Across the records below, count the lines that contain "every" and write down only the count.

**Data for this exercise**.
"""

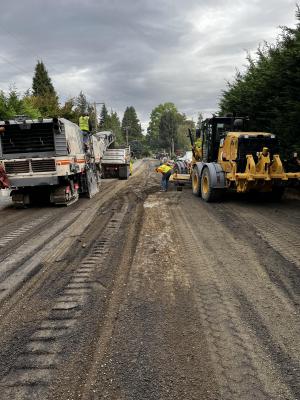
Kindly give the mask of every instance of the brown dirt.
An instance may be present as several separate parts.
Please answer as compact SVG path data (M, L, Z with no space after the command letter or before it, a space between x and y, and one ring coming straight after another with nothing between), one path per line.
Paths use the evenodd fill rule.
M299 201L206 204L153 169L1 305L3 399L300 398Z

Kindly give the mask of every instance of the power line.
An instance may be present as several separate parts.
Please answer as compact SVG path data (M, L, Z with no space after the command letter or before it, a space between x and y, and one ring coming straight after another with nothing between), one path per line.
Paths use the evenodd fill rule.
M25 50L27 50L29 53L32 53L33 47L28 46L27 44L25 44L22 40L19 39L18 36L16 36L15 34L9 32L7 30L7 28L5 27L5 29L3 27L1 27L0 25L0 30L7 36L12 37L17 43L19 43ZM7 59L6 57L0 55L0 57L5 60L7 63L9 63L10 65L12 65L15 69L19 70L22 73L25 73L26 75L29 74L30 72L25 71L25 69L19 67L19 65L11 62L9 59ZM41 59L41 57L38 57L37 54L35 54L36 59ZM49 64L47 61L47 69L50 70L50 72L53 72L54 74L60 74L60 71L58 71L55 67L53 67L53 65L51 65L51 63ZM88 93L85 92L85 95L87 98L89 98L90 102L94 102L94 97L90 96Z
M4 60L5 62L7 62L8 64L12 65L14 68L16 68L17 70L19 70L20 72L25 73L25 74L29 74L28 71L26 71L25 69L19 67L19 65L15 64L15 63L13 63L13 62L11 62L8 58L2 56L1 54L0 54L0 58L2 58L2 60Z
M23 49L27 50L29 53L32 54L33 46L28 46L27 44L25 44L22 40L19 39L18 36L16 36L15 34L9 32L9 31L7 30L6 27L5 27L5 29L4 29L4 28L2 28L2 27L0 26L0 30L1 30L5 35L12 37L17 43L19 43L19 44L23 47ZM31 48L30 48L30 47L31 47ZM3 57L2 57L2 58L3 58ZM38 60L40 57L39 57L37 54L35 54L35 58ZM51 69L52 72L57 73L57 74L59 73L59 71L56 70L56 68L54 68L51 64L50 64L50 66L49 66L49 63L48 63L48 62L47 62L47 67L48 67L48 69ZM27 72L26 72L26 73L27 73Z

"""

**Your solution**.
2